Listed records —
'''
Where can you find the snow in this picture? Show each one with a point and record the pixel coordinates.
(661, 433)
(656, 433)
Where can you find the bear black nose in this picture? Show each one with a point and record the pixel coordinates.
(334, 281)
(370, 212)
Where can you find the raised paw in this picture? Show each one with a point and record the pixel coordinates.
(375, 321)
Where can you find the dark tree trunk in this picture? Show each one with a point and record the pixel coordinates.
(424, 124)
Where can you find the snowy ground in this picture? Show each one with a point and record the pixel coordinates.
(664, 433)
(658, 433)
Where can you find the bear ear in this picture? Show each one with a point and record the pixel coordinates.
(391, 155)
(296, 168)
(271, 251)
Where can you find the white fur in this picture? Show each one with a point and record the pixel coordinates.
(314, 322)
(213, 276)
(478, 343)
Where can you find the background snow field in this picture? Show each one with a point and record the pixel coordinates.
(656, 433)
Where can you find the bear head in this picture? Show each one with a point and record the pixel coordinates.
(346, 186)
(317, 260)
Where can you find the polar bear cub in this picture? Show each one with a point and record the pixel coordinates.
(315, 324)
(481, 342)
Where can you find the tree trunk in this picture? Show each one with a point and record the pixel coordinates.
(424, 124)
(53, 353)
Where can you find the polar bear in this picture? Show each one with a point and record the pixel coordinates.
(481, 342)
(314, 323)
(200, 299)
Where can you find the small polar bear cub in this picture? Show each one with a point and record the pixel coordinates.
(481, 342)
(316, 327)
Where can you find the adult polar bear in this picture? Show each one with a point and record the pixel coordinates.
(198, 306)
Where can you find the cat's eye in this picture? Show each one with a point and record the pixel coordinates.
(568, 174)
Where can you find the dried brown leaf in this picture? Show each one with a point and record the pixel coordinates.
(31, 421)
'''
'''
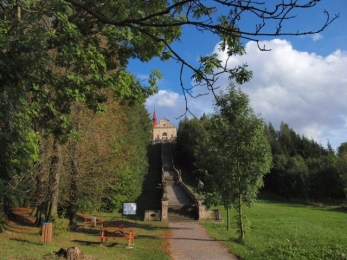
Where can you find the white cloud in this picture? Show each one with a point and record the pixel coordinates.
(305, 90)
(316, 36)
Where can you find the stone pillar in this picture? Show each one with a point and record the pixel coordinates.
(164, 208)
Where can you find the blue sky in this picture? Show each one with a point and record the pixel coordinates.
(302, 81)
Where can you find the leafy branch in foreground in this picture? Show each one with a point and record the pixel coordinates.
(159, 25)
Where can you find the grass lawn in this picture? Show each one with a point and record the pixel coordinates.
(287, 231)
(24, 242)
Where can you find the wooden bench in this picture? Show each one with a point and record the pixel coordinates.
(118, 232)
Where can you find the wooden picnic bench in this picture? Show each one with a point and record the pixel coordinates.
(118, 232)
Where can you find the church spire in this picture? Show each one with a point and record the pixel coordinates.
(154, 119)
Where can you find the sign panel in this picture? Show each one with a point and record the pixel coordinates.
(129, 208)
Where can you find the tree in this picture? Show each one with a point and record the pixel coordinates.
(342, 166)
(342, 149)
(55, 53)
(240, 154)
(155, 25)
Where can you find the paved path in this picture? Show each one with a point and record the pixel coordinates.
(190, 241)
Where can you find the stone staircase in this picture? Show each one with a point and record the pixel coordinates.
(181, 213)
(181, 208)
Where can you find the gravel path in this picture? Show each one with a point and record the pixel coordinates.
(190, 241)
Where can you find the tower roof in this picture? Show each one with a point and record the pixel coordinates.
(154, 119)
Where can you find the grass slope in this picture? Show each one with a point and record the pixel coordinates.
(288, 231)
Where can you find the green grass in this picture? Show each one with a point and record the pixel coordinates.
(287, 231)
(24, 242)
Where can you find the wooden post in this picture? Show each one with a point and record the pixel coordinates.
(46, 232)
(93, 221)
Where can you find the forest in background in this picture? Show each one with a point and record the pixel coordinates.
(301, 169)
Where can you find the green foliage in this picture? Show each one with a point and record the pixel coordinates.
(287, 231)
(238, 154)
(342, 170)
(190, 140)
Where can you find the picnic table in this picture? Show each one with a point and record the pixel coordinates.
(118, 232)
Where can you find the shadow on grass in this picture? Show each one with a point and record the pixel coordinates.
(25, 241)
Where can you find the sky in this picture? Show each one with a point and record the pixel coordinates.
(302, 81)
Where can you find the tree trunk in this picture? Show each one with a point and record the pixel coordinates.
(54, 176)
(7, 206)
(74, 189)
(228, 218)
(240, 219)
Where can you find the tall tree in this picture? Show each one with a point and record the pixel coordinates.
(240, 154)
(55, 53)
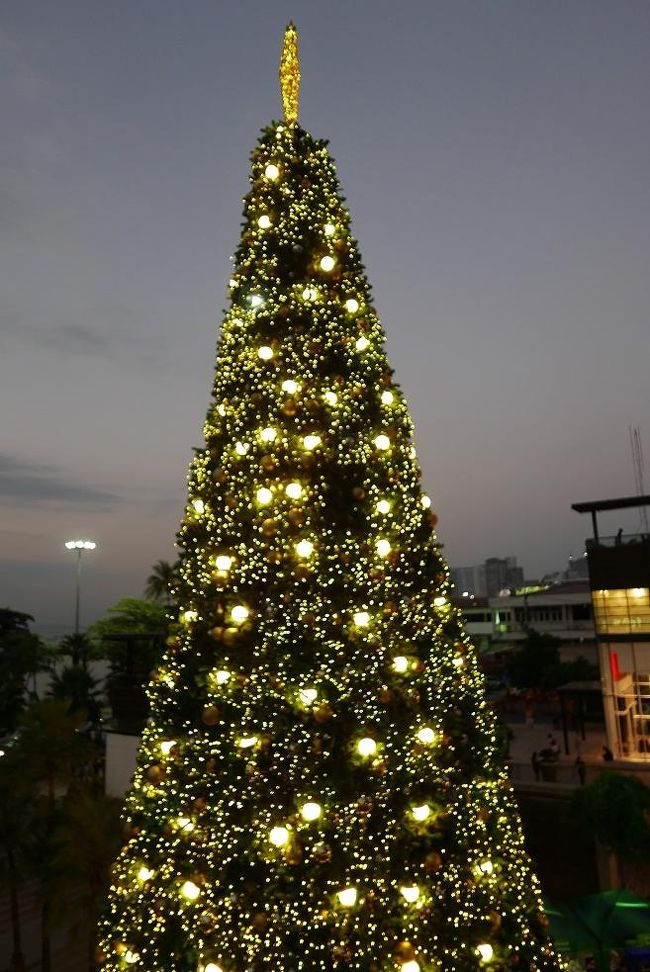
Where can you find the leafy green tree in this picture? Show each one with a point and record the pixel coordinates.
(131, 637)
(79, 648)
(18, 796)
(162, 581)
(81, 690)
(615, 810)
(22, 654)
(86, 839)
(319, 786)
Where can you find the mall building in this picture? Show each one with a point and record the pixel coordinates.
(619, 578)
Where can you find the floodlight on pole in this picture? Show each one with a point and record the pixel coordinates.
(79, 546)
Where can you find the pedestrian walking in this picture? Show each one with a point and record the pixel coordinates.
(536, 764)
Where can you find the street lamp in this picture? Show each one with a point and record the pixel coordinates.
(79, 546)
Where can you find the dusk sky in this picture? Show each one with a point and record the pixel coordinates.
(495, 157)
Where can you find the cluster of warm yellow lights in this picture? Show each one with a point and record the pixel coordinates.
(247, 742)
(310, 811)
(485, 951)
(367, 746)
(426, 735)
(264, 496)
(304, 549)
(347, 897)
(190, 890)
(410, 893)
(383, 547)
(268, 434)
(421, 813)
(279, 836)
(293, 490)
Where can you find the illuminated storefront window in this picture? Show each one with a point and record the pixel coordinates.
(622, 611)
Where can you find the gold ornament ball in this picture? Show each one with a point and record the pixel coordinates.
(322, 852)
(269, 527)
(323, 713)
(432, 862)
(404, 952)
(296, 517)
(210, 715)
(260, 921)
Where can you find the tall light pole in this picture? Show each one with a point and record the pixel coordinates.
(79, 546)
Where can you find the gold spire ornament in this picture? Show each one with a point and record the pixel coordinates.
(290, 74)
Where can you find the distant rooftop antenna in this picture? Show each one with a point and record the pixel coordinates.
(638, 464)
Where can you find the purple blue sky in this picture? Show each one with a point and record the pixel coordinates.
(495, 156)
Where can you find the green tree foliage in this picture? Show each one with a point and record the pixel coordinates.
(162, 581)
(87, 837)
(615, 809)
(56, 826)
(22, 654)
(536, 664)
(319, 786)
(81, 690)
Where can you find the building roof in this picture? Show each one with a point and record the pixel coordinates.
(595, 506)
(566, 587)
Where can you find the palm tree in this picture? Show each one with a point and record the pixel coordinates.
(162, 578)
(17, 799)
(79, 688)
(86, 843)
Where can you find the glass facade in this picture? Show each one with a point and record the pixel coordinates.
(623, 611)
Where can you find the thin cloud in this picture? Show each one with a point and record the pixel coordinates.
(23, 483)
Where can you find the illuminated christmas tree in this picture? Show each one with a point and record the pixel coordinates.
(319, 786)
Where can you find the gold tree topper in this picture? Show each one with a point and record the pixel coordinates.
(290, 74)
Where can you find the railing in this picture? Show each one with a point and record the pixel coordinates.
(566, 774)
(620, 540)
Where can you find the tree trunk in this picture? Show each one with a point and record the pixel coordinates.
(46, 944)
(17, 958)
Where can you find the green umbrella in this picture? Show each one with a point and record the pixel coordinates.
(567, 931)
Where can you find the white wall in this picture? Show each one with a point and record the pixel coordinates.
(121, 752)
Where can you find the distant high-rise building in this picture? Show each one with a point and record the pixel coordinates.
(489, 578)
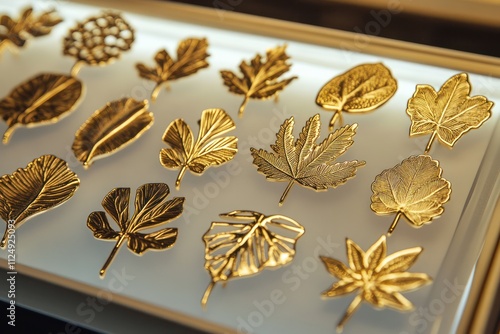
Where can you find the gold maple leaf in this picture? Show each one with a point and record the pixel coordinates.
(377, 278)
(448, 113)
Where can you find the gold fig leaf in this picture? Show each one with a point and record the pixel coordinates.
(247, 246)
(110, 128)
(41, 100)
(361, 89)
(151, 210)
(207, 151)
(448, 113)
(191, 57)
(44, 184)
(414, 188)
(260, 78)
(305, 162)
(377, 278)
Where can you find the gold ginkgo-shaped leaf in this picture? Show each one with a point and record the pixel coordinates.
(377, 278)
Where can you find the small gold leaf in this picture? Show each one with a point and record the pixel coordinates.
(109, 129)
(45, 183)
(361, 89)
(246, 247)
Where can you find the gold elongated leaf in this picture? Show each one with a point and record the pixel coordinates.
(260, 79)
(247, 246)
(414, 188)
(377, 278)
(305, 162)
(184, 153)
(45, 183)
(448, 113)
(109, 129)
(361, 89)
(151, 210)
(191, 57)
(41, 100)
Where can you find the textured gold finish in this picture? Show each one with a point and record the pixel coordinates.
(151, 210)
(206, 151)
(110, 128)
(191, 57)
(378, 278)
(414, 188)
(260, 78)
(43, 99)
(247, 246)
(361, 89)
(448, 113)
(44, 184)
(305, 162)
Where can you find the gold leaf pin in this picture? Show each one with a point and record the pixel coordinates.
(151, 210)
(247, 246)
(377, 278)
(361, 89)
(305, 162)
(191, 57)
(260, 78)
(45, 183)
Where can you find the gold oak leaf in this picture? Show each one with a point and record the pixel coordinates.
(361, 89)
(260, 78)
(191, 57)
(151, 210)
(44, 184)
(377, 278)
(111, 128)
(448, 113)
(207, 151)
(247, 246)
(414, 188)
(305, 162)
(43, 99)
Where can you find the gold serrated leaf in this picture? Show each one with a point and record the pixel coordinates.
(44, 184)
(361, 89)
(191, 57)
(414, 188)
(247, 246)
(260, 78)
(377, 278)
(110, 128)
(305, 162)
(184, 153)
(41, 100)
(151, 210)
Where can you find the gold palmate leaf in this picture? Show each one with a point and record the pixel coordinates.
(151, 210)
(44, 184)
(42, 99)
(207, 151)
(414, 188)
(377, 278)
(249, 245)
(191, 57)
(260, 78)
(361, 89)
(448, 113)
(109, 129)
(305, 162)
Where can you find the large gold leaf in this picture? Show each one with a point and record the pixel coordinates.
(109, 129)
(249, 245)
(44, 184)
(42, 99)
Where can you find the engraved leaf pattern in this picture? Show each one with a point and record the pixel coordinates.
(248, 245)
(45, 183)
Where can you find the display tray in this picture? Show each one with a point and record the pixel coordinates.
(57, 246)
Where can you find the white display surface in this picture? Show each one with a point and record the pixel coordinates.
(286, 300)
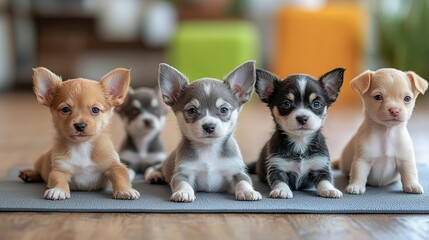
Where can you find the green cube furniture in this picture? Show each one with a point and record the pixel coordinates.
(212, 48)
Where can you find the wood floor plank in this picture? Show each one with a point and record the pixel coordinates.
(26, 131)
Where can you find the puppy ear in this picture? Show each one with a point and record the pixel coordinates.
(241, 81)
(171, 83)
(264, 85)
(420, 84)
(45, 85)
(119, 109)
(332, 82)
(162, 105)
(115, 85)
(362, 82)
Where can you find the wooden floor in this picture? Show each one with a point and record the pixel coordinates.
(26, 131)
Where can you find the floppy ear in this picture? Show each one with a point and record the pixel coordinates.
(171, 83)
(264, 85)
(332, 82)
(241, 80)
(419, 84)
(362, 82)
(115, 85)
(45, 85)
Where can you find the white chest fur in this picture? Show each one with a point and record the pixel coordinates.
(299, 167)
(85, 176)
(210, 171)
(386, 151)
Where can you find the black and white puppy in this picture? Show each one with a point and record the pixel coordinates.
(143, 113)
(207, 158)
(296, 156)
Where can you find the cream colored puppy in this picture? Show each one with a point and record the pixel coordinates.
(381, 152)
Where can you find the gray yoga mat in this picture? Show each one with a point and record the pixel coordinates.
'''
'''
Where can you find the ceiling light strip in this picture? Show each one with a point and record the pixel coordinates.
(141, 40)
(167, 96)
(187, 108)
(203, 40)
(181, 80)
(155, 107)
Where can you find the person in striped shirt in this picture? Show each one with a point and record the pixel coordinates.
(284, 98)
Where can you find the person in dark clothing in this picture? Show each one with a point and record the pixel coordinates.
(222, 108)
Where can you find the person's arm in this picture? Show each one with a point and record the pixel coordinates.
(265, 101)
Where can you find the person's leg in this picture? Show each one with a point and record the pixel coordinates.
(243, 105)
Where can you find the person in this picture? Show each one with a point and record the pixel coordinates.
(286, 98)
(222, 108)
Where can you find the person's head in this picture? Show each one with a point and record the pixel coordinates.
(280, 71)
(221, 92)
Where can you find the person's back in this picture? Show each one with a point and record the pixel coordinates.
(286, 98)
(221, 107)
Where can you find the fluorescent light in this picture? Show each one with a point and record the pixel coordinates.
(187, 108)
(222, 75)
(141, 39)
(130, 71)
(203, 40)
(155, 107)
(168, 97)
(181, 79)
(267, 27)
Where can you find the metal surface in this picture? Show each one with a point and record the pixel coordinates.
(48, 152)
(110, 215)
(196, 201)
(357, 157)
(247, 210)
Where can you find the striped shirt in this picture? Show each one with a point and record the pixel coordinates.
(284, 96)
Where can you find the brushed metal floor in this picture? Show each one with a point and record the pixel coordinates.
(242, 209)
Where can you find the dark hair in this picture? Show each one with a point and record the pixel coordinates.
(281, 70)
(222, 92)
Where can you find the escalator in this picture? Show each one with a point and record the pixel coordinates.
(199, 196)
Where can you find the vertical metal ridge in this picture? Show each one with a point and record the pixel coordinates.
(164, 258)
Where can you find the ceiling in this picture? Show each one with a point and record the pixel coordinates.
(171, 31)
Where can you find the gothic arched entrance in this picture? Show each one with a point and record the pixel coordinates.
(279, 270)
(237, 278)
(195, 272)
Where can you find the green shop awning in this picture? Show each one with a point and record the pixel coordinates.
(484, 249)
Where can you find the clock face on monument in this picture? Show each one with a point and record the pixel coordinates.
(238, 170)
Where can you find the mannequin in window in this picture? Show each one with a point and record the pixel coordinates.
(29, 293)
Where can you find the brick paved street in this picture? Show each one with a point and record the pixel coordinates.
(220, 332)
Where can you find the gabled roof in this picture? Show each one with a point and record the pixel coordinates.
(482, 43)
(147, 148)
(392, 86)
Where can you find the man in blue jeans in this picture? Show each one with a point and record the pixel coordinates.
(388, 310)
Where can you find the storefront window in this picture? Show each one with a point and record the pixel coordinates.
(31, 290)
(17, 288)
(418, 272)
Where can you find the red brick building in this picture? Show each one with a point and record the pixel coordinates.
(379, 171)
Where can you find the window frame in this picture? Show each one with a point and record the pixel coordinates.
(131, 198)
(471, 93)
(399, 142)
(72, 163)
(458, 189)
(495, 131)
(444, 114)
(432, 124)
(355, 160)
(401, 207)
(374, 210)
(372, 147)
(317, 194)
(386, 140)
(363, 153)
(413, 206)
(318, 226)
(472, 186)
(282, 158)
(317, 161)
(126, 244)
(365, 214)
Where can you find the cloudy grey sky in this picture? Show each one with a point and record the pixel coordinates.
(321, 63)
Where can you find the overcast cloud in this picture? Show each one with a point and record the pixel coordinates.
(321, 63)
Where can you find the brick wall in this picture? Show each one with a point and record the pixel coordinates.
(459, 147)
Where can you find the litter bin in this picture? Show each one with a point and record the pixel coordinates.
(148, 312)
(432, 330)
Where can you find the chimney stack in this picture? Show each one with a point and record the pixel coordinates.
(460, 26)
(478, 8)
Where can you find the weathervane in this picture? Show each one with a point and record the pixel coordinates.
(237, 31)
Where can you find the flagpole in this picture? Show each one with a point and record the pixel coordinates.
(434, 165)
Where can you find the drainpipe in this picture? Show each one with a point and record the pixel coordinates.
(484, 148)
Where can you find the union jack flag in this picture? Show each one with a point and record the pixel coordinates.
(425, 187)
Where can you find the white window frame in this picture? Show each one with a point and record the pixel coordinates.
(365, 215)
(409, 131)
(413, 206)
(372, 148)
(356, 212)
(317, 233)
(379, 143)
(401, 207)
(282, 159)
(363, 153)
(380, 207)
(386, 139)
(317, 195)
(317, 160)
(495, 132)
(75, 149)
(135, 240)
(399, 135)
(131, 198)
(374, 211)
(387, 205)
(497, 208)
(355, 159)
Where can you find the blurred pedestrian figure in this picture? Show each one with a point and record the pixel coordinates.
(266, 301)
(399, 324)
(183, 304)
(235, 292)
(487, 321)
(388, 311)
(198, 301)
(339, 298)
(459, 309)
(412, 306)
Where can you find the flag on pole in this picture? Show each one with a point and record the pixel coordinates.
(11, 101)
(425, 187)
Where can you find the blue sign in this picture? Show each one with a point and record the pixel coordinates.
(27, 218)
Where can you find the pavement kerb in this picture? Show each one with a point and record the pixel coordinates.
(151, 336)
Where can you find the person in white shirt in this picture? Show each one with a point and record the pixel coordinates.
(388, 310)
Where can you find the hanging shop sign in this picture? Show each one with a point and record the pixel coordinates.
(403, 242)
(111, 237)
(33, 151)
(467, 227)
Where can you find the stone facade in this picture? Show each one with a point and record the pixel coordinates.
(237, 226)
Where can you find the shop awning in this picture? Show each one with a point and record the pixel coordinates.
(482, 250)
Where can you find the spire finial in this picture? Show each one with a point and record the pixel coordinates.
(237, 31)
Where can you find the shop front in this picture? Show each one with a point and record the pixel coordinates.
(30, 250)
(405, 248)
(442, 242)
'''
To do — Copy the listing lines word for word, starting at the line that contains "Where can you find the black" and ending at the line that contains "Where can you find the gray", with both of those lines included.

Task response —
Where can you find the black and white puppy in this picture? Show each one with a point and record the pixel coordinates.
(143, 113)
(207, 158)
(296, 156)
Where can you find the cream colored puppy in this picture? Show each one with a point and record the pixel coordinates.
(381, 152)
Where can you find the gray yoga mat in this picture? Show each one with a point and record the pixel coordinates.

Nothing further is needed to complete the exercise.